Source excerpt:
****************
IBSF Para Sport European Championships
- Sport: Bobsleigh
- First season: 2017
- Organizing body: International Bobsleigh and Skeleton Federation
- Competitors: Athletes with physical impairments
- Countries: Various
- Official website: ibsf.org

= IBSF Para Sport European Championships =

Winter sport for athletes with physical impairments

The IBSF Para Sport European Championships are the official European championship events for para bobsleigh, organized by the International Bobsleigh and Skeleton Federation (IBSF). The championships are open to European athletes with physical impairments and are held annually at rotating venues. They are the first continental championships in the discipline.

The championships serve as the highest level of continental competition for para sliding sports. They play a critical role in the campaign for inclusion in the Paralympic Games, with the IBSF aiming for full recognition by the International Paralympic Committee (IPC) for future editions along with the IBSF Para Sport World Championships and the IBSF Para Sport World Cup events.

== History of the sport==

Para bobsleigh is an adapted discipline of bobsleigh designed for athletes with physical impairments. It features solo competition in modified monobob sleds, raced down ice tracks at speeds exceeding 130 km/h, with athletes experiencing forces of up to 5G in corners.

The sport emerged in the early 2000s, with athletes such as Aaron Lanningham and Gary Kuhl completing successful runs in Park City, Utah. Kuhl notably competed against able-bodied athletes in America Cup races.

In 2010, the International Bobsleigh and Skeleton Federation (IBSF) formally endorsed para bobsleigh, establishing a Para Sport Committee to oversee its development and advocate for Paralympic inclusion.

The first standardized para monobob sled was developed by Renzo Podar and driven by Swiss Paralympic champion Heinz Frei. The inaugural international competition, the Prince Kropotkin Cup, was held in Sigulda, Latvia in 2013.

=== Equipment and format ===

Para bobsleigh uses a single-person sled known as a monobob, adapted for seated starts and hand steering. Mechanical launchers were introduced to simulate the running start used in able-bodied bobsleigh, ensuring competitive fairness.

Athletes compete individually, and races are timed to the hundredth of a second. The sport emphasizes precision, control, and upper-body strength.
****************
Excerpts of pointing data
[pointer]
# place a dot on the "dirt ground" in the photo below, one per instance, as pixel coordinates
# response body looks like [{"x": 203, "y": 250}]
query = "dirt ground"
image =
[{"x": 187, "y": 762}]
****************
Job A:
Name every person mentioned in the para bobsleigh text.
Job B:
Render this sentence from the para bobsleigh text in Spanish: "Athletes compete individually, and races are timed to the hundredth of a second."
Job C:
From the para bobsleigh text, reproduce word for word the passage that opens with the words containing "Winter sport for" and closes with "World Cup events.".

Reply A:
Aaron Lanningham, Gary Kuhl, Renzo Podar, Heinz Frei

Reply B:
Los atletas compiten individualmente y las carreras se cronometran hasta la centésima de segundo.

Reply C:
Winter sport for athletes with physical impairments

The IBSF Para Sport European Championships are the official European championship events for para bobsleigh, organized by the International Bobsleigh and Skeleton Federation (IBSF). The championships are open to European athletes with physical impairments and are held annually at rotating venues. They are the first continental championships in the discipline.

The championships serve as the highest level of continental competition for para sliding sports. They play a critical role in the campaign for inclusion in the Paralympic Games, with the IBSF aiming for full recognition by the International Paralympic Committee (IPC) for future editions along with the IBSF Para Sport World Championships and the IBSF Para Sport World Cup events.